Reproduce the items from the line with "3. What is the bounding box of the paved" to the line with "[46,0,57,6]", copying every line exactly and including both end lines.

※ ※ ※

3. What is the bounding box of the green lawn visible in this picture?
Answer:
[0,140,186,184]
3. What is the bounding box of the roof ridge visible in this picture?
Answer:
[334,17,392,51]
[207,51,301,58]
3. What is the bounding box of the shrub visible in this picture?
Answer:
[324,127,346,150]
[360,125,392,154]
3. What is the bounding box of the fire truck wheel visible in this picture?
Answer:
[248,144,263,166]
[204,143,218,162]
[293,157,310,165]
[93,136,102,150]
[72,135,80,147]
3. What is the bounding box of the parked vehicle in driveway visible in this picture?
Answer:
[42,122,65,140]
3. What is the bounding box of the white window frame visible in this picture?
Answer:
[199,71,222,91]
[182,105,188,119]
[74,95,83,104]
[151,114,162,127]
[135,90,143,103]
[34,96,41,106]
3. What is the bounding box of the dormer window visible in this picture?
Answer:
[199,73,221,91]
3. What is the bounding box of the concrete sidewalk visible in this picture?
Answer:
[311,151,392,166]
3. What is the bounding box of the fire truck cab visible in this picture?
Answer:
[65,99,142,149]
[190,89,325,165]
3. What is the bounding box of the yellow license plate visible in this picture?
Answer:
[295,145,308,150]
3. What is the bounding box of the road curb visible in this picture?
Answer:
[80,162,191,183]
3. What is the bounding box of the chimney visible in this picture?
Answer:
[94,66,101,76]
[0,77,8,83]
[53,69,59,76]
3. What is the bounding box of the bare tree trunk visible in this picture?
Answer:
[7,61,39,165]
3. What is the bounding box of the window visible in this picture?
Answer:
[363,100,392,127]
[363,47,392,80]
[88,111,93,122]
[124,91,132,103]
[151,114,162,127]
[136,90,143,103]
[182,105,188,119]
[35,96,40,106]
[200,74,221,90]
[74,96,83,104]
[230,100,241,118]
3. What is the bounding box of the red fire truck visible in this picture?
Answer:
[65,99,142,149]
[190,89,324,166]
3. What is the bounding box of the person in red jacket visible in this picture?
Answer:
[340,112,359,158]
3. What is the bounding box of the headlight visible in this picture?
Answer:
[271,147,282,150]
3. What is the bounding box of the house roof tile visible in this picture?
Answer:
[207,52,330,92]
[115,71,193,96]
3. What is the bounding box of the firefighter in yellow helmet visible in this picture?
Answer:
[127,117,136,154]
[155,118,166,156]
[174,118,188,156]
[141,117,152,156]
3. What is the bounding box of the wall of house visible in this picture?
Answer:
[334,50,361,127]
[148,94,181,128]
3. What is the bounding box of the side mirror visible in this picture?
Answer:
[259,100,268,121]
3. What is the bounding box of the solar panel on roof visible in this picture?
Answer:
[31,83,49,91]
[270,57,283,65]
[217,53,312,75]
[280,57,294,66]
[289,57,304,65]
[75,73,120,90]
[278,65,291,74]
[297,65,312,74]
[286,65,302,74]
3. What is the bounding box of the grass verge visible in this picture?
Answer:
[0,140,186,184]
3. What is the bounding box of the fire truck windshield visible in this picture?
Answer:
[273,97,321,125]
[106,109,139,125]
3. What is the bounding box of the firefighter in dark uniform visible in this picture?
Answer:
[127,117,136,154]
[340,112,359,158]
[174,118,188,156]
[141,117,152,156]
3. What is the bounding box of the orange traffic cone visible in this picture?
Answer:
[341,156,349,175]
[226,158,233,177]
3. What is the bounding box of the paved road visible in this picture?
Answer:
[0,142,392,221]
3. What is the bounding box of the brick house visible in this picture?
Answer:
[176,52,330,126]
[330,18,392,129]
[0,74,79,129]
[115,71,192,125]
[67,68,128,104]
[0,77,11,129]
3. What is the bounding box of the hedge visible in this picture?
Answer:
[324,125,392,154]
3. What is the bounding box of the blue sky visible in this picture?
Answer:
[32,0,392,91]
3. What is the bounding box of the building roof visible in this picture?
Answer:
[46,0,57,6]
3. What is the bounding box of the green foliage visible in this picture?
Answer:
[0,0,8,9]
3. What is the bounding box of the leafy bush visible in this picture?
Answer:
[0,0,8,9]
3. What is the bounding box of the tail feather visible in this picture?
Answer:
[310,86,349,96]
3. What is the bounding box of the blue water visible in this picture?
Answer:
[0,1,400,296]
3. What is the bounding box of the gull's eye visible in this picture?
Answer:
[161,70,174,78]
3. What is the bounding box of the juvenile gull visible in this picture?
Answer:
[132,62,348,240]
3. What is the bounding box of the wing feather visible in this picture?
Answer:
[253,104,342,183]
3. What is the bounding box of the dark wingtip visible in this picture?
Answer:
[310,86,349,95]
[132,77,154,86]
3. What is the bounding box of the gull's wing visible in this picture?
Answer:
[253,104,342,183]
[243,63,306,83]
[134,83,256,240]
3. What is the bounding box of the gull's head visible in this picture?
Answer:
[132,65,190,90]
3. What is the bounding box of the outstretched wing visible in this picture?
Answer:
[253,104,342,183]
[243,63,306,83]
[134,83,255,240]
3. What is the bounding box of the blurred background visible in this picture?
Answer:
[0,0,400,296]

※ ※ ※

Finished answer »
3. What is the bounding box of the paved road visible in this picture?
Answer:
[0,142,392,221]
3. What is the bounding box of the brick house visible in this picture?
Answer:
[176,52,330,126]
[330,18,392,129]
[0,74,79,129]
[115,71,192,125]
[67,68,128,104]
[0,77,11,129]
3. What is the bounding box of the hedge visible in this picture?
Answer:
[324,125,392,154]
3. What is the bounding box of the blue sky visible in this picture?
Answer:
[32,0,392,91]
3. What is the bounding box of the building roof visible in this picture?
Answer:
[46,0,57,6]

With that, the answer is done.